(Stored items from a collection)
☆ ☆ ☆ ☆
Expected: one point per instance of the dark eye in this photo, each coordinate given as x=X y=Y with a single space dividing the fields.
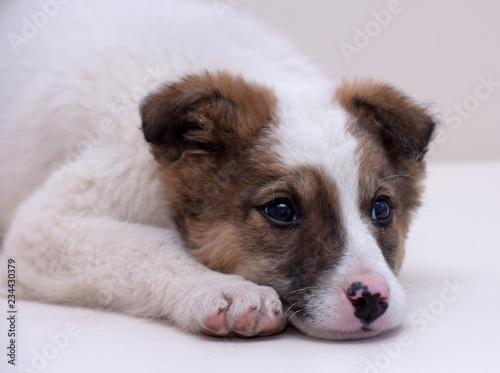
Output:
x=381 y=211
x=280 y=211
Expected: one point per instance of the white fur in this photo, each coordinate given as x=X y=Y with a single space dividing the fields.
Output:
x=95 y=213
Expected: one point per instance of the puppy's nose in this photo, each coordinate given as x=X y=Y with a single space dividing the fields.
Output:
x=370 y=298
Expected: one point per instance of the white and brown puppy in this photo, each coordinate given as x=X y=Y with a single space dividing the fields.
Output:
x=246 y=191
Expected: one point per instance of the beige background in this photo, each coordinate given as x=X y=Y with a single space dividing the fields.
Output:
x=436 y=51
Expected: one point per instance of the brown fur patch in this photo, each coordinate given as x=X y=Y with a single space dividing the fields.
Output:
x=404 y=127
x=394 y=133
x=210 y=112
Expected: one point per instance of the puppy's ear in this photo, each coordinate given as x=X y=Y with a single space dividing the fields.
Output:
x=403 y=126
x=204 y=113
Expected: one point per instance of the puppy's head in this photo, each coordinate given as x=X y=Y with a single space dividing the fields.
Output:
x=308 y=191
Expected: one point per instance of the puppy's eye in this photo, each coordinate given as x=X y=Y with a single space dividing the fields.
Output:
x=381 y=211
x=280 y=211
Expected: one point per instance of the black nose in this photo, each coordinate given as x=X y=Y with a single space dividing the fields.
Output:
x=368 y=307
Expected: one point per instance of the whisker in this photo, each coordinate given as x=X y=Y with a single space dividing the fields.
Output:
x=388 y=177
x=303 y=289
x=408 y=287
x=277 y=181
x=293 y=314
x=290 y=308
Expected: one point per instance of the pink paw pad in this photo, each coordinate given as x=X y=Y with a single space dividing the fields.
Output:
x=215 y=323
x=246 y=321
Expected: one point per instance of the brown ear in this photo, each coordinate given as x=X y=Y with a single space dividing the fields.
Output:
x=397 y=120
x=208 y=112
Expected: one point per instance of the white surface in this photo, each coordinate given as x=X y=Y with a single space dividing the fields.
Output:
x=453 y=240
x=436 y=51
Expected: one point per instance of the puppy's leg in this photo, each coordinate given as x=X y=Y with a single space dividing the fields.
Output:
x=97 y=261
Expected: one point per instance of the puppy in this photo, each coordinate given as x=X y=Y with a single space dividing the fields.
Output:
x=159 y=161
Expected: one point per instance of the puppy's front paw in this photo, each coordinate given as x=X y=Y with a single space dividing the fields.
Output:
x=241 y=308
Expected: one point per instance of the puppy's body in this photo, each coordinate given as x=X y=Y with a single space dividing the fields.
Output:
x=193 y=226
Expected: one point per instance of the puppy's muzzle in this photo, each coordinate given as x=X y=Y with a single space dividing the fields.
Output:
x=370 y=298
☆ ☆ ☆ ☆
- [Exercise objective]: Word for word, write out each of the records, but not the pictures.

- [Solution to the exercise]:
Expected: one point per instance of the dark eye in this photo, each coordinate given as x=X y=Y with a single space dividing the fields.
Output:
x=381 y=211
x=280 y=211
Expected: one point per instance of the white fur in this photo, each coordinate given as x=X y=Y with a single space dividing the fields.
Output:
x=95 y=213
Expected: one point per instance of the puppy's nose in this photo, each coordinate given as x=X y=Y with a single space dividing the fields.
Output:
x=370 y=298
Expected: one point per instance of the white and brown puppy in this photo, each coordinate given as x=X y=Y with a single space dividing the fields.
Output:
x=246 y=191
Expected: one point per instance of the beige background in this photo, each coordinate given as x=X y=Y with a single space dividing the fields.
Output:
x=436 y=51
Expected: one point per instance of the brown fur patch in this photo, each coordinate given as x=X y=Y with a single space dividing the fields.
Output:
x=404 y=127
x=394 y=133
x=210 y=112
Expected: one point per instance of the puppy's ear in this photo, each coordinate given as x=X y=Y with a single space dividing the fields.
Output:
x=403 y=126
x=204 y=113
Expected: one point per instance of the puppy's head in this photo, each coordinate given as x=X y=Y with a single space dividing the fields.
Output:
x=308 y=191
Expected: one point per instance of the puppy's eye in this photo, each coordinate given as x=X y=Y with a single space dividing the fields.
Output:
x=381 y=211
x=280 y=211
Expected: one point per instance of the black nose in this photo, each coordinate given as x=X y=Y with a single space dividing the fields.
Output:
x=368 y=307
Expected: one point per instance of the whisker in this photo, each coordinate given as x=X y=Y with a single space dividing the fields.
Output:
x=388 y=177
x=303 y=289
x=408 y=287
x=277 y=181
x=293 y=314
x=290 y=308
Expected: one point per instance of the pink paw pad in this photo, each coordinate given as x=X y=Y with a single space dividing the fields.
Output:
x=215 y=323
x=246 y=321
Expected: one point per instance of the brown ear in this photo, each coordinate given as x=X y=Y with a single space dividing the fields.
Output:
x=397 y=120
x=208 y=112
Expected: one point per instance of the white surface in this photo, each coordinate given as x=X y=Y with a single space dividing the fields.
Output:
x=453 y=240
x=436 y=51
Expected: one point per instance of the puppy's leg in this photo, each coordinate given as x=X y=Y with a single space dividing the fields.
Output:
x=97 y=261
Expected: one point per instance of the puppy in this photo, each coordinate given as x=X y=Y with a single space dividing the fields.
Output:
x=159 y=161
Expected: one point per instance of the puppy's front paw in this photo, each coordinate given as x=X y=Y with a single space dividing the fields.
Output:
x=241 y=308
Expected: one point per instance of the puppy's body in this photo, each coordinate given as x=X y=Y with a single space dividing the fields.
Output:
x=193 y=226
Expected: one point per instance of the puppy's muzzle in this photo, each coordinate given as x=X y=Y with a single space dividing the fields.
Output:
x=370 y=298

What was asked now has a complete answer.